Print every row below verbatim, leaving the pictures out of your answer.

-- Begin LISTED RECORDS --

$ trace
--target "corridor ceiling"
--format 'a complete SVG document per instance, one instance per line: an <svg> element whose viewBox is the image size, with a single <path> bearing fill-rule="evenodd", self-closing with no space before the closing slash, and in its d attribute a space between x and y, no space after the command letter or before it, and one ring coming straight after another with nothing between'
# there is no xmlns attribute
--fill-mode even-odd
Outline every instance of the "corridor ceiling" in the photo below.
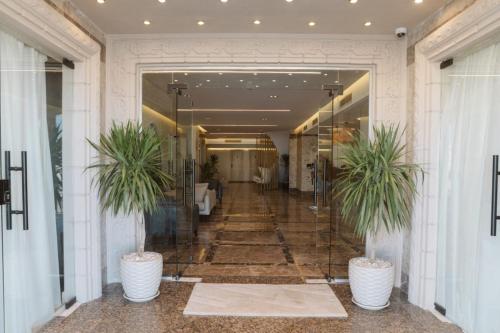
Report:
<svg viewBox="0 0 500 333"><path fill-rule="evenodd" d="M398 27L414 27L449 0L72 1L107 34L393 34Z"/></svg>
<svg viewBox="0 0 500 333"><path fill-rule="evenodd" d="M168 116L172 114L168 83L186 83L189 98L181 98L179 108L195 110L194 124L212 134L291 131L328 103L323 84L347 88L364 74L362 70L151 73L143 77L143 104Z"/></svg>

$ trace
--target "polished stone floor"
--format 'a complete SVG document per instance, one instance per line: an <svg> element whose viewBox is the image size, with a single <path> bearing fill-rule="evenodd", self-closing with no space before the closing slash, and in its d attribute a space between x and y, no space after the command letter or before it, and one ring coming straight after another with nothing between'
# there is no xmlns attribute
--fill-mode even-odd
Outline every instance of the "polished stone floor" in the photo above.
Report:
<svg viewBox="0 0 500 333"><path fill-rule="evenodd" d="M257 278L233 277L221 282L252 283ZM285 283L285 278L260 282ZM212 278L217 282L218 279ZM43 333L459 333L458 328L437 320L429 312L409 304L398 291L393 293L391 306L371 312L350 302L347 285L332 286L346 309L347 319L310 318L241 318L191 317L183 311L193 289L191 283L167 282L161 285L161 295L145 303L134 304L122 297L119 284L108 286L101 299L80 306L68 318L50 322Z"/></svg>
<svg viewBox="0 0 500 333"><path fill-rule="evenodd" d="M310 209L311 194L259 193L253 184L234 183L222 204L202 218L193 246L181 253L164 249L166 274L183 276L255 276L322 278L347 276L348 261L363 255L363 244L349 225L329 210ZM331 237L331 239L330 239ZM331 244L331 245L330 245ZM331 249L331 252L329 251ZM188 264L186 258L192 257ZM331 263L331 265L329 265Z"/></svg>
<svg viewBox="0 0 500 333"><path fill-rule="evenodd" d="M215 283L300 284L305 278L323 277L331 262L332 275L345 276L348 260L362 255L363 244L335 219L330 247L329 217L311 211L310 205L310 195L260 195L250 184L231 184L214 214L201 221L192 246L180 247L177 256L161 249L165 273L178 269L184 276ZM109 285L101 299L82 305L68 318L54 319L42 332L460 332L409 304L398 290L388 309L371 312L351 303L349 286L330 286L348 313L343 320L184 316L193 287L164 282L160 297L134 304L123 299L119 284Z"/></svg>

-- End LISTED RECORDS --

● EXERCISE SOLUTION:
$ trace
--target "corridor ceiling"
--format 'a complete SVG document per instance, one instance per line: an <svg> element whose viewBox is the image size, with a single <path> bearing fill-rule="evenodd", self-closing with no space before the closing slash, and in its d attribute a space between x and y, no space after the command letter or before it, and one ring coming straight after another with nothing between'
# there is no xmlns attribute
--fill-mode even-odd
Outline every instance of the "corridor ceiling" in the photo below.
Report:
<svg viewBox="0 0 500 333"><path fill-rule="evenodd" d="M398 27L414 27L449 0L72 1L107 34L393 34Z"/></svg>
<svg viewBox="0 0 500 333"><path fill-rule="evenodd" d="M168 116L172 114L168 83L186 83L189 98L181 98L179 108L195 110L194 124L212 134L291 131L328 103L323 84L347 88L364 74L362 70L151 73L143 77L143 104Z"/></svg>

$ trace
--target "polished stone floor"
--format 'a complete SVG document per instance, one instance per line: an <svg> element whose viewBox is the image size, with a single <path> bearing fill-rule="evenodd", self-closing with no space before the closing slash, and in its d attribute a space between x and y, no space after the command letter or before it, and one ring coming straight after another with nothing between'
# there is no xmlns attribute
--fill-mode even-odd
Outline every instance of the "polished stone floor" in the photo above.
Report:
<svg viewBox="0 0 500 333"><path fill-rule="evenodd" d="M257 278L233 277L221 282L252 283ZM285 283L285 278L260 282ZM212 278L217 282L218 279ZM43 333L459 333L458 328L437 320L429 312L409 304L398 291L393 293L391 306L371 312L350 302L347 285L332 286L346 309L347 319L310 318L241 318L191 317L183 311L193 289L191 283L167 282L161 285L161 295L145 303L134 304L122 297L119 284L108 286L101 299L80 306L68 318L50 322Z"/></svg>
<svg viewBox="0 0 500 333"><path fill-rule="evenodd" d="M310 209L311 194L259 193L253 184L234 183L222 204L202 218L193 246L181 253L164 249L166 274L183 276L255 276L322 278L347 276L348 261L363 255L363 244L349 225L329 210ZM331 237L331 239L330 239ZM331 244L331 245L330 245ZM331 249L331 252L329 251ZM188 264L186 258L192 257ZM331 263L331 265L329 265Z"/></svg>
<svg viewBox="0 0 500 333"><path fill-rule="evenodd" d="M215 283L300 284L305 278L323 277L331 262L332 275L345 276L348 260L362 255L363 244L335 219L330 247L329 217L311 211L310 205L310 195L260 195L250 184L231 184L214 214L201 221L192 246L180 247L177 256L161 249L165 273L178 269L184 276ZM109 285L101 299L82 305L68 318L54 319L42 332L460 332L409 304L398 290L388 309L371 312L351 303L349 286L330 286L348 313L343 320L184 316L193 287L164 282L160 297L134 304L123 299L119 284Z"/></svg>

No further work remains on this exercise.